• **EXERCISE PROMPT**
From the entries that follow, work out how many lines contain "tail". Write the number only.

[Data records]
=== Begin Enclosure ===

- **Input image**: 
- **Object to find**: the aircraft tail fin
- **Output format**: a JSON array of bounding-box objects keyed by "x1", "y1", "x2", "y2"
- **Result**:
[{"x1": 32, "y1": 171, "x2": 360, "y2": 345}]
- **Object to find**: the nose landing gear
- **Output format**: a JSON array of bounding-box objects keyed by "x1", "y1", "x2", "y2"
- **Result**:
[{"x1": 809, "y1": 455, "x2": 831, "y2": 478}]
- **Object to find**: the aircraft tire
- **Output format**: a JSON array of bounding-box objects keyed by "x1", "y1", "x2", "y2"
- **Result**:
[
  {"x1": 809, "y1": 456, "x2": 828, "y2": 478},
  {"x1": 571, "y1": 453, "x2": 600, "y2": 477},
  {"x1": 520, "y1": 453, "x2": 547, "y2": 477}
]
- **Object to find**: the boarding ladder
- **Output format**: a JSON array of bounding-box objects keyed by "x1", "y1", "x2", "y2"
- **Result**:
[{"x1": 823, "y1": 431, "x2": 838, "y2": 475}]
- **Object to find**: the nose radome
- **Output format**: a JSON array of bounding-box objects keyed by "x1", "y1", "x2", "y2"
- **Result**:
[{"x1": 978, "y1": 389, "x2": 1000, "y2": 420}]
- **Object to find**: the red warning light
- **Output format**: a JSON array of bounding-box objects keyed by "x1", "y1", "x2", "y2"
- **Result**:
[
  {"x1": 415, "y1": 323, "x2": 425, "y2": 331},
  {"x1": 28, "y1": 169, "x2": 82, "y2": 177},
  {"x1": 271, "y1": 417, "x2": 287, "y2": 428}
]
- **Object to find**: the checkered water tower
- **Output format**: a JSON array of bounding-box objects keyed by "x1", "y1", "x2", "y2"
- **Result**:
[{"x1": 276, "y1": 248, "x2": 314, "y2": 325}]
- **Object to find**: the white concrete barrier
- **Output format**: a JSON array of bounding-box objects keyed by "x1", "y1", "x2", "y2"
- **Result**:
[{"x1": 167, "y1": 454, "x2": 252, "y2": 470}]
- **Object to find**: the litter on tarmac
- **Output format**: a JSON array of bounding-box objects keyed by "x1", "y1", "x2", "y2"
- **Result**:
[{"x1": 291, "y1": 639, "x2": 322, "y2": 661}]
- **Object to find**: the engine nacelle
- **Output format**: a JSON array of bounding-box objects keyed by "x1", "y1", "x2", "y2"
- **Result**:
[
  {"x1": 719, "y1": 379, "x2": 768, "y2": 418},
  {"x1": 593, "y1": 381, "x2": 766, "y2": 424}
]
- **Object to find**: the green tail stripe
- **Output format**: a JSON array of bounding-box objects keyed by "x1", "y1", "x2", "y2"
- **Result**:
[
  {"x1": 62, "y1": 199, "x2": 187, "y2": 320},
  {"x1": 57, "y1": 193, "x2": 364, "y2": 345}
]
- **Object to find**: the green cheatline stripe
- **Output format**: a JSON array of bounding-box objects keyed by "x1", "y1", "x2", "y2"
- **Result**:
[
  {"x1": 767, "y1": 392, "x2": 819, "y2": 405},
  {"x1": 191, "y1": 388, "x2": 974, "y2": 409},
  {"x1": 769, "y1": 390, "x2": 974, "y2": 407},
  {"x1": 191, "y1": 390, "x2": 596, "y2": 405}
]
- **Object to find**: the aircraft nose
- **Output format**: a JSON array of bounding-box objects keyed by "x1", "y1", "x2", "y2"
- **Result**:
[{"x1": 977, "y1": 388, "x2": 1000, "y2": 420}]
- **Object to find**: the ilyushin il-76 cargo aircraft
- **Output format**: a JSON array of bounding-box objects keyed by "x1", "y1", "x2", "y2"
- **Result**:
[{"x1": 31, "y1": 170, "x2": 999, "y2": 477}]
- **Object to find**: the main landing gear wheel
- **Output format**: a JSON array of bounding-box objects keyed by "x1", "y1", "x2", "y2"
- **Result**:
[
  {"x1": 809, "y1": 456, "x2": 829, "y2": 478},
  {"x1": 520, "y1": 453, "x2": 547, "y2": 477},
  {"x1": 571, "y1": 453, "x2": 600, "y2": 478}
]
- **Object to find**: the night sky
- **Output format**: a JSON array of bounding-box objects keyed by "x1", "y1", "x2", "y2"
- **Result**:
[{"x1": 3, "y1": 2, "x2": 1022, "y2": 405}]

=== End Enclosure ===

• **EXERCISE RESPONSE**
2